# Exercise requirements
**A)** In the VXLAN underlay design post, what does the acronym BUM stand for?
**B)** Pick up the VXLAN underlay design post right after its last sentence and keep writing it.

# Excerpt

VXLAN Underlay Design: BI-DIR PIM, TRM, and Where Ingress Replication Falls Short
If you're designing a VXLAN EVPN fabric, one of the first decisions you'll make is how to handle BUM flooding across the underlay. BUM stands for Broadcast, Unknown unicast, and Multicast. The unknown unicast piece is when a VXLAN Tunnel EndPoint (VTEP) receives a frame destined for a MAC address it doesn't have in its table, it can't make a forwarding decision, so it floods the frame to every VTEP in that broadcast domain and hopes the destination responds if it exists. That response teaches the fabric where the host lives, and future frames get forwarded directly as known unicast. BUM flooding is the mechanism that keeps the fabric from dropping traffic while the control plane catches up. Most guides jump straight to "use Ingress Replication, it's simpler" and honestly, for a lot of deployments that's fine. But if you don't understand why the multicast underlay exists and what TRM adds on top of it, you'll hit a wall the moment a tenant needs L3 multicast. This post walks through BI-DIR PIM, how TRM sits on top of it, and where Ingress Replication actually breaks down.

# Dataset entries
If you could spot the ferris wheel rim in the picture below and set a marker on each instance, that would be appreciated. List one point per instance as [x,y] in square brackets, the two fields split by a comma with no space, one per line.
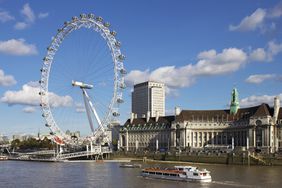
[89,22]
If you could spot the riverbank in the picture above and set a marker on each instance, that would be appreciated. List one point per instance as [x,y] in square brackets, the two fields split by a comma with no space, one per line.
[220,158]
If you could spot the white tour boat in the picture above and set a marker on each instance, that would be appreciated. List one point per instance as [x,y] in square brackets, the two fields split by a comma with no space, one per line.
[178,173]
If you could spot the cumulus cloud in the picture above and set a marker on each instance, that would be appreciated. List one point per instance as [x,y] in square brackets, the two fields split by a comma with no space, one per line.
[263,19]
[267,54]
[17,47]
[250,23]
[79,108]
[29,109]
[209,63]
[5,16]
[258,54]
[20,25]
[259,78]
[28,13]
[29,95]
[255,100]
[6,80]
[43,15]
[276,11]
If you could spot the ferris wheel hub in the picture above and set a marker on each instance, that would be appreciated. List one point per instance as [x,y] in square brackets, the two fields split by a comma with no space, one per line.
[81,85]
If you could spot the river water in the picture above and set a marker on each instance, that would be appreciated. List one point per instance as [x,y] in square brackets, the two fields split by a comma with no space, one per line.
[92,174]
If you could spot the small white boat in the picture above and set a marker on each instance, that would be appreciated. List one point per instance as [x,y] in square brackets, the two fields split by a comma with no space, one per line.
[3,158]
[130,166]
[178,173]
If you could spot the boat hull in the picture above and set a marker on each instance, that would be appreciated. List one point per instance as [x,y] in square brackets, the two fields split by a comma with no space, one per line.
[175,178]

# Set of answers
**A)** Broadcast, Unknown unicast, and Multicast.

**B)**
The Underlay's Job
The VXLAN underlay doesn't know or care about tenant VRFs, VNIs, or what's inside those encapsulated frames. VXLAN's job is to get encapsulated VXLAN packets from one VTEP to another. For known unicast that's straightforward because you should have a route between VTEPs where that host is located. The complexity comes from BUM traffic, which by definition needs to reach every VTEP participating in a given VNI.
You have two choices for how to handle that replication:
- Let the underlay do it via IP multicast (PIM)
- Make the ingress VTEP do it via individual unicast copies (Ingress Replication)
Both solve BUM flooding. They diverge significantly in how they scale and what additional use cases they support.
BI-DIR PIM: How It Actually Works
BI-DIR PIM builds a single shared tree rooted at the Rendezvous Point (RP). Unlike PIM-SM, there's no per-source Shortest Path Tree and no SPT switchover. All traffic flows bidirectionally along the shared tree. This makes it well-suited to the many-to-many replication pattern you get in a VXLAN fabric where any VTEP can be both a source and a receiver. Also, BI-DIR PIM doesn't require each multicast router to know the shortest path back to each (Source (S), Group (G)).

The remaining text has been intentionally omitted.